◆ **YOUR INSTRUCTIONS**
The required output consists solely of the lines from the line containing "Check that every instance of the paved" through the end of the records, copied exactly.

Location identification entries
════════

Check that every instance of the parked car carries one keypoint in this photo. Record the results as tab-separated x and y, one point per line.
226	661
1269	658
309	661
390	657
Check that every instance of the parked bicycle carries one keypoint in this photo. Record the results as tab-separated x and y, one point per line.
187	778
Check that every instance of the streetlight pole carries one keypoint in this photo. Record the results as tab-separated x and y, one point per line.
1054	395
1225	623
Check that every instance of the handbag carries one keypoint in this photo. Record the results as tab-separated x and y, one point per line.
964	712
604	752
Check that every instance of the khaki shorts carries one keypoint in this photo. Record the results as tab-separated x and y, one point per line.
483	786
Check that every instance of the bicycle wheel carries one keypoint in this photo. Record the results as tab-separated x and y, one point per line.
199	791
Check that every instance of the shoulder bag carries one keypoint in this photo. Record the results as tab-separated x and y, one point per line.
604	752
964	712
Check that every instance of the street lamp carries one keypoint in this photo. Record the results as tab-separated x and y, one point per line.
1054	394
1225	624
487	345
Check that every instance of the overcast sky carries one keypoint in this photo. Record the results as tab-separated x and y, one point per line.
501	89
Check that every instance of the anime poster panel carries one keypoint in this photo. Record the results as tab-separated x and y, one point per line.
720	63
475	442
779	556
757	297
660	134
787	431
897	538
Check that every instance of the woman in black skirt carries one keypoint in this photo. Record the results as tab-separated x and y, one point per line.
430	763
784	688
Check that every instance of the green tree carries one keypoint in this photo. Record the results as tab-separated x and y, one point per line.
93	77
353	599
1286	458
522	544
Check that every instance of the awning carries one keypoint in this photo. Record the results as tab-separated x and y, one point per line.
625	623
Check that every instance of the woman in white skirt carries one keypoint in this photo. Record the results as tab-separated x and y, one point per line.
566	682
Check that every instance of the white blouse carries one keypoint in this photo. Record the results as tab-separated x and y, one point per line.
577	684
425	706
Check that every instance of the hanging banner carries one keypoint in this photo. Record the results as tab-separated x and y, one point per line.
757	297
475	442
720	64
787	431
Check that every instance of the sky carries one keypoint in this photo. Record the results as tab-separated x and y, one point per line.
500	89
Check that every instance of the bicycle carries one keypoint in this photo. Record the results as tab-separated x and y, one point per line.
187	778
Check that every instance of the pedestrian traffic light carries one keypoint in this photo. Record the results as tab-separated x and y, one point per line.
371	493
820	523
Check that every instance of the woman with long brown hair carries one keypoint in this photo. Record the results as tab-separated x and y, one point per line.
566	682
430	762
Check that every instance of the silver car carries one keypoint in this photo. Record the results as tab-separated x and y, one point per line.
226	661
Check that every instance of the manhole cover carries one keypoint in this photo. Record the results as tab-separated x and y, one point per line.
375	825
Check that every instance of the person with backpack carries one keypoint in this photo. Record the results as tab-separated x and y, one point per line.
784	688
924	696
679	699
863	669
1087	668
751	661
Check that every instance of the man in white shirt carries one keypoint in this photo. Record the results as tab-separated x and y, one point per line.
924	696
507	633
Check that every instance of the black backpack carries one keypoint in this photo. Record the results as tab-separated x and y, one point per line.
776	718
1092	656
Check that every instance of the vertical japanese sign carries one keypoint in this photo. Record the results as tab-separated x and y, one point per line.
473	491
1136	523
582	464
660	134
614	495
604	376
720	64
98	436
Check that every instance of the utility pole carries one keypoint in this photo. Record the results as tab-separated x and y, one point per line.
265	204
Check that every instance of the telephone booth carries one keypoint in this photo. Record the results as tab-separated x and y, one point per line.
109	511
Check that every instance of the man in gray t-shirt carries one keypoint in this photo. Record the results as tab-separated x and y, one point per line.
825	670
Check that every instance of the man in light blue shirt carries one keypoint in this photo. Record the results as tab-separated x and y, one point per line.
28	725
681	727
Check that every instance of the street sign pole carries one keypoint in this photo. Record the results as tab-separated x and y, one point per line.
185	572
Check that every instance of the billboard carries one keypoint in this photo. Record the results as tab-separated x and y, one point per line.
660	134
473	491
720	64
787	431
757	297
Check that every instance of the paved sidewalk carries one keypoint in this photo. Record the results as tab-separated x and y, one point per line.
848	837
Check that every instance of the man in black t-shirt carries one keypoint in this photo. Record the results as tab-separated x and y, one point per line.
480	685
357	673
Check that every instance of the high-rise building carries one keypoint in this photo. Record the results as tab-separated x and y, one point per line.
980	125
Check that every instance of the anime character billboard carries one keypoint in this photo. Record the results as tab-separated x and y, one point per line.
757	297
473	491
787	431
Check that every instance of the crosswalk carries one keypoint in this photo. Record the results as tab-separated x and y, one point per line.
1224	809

════════

◆ **SOLUTION TO THE EXERCISE**
Check that every instance of the paved sidewalk carries one keypoint in this photo. Record the results as tab-separated x and y, one point per line.
848	837
Check that every instance of the man in black t-shirt carries one keypoint in this photo. Record the results as tab-separated x and y, one point per line.
480	685
357	673
Check that every instance of the high-rise building carries one keypoint in this photo. Record the results as tab-separated x and y, one point per line.
980	125
Check that every instance of the anime character billboard carries one keypoint in this photo. Record the results as tab-separated x and y, one point per line.
757	297
473	491
787	431
Check that every instance of the crosswalk carries one keypoint in this photo. Record the results as tab-separated x and y, one point per line.
1224	809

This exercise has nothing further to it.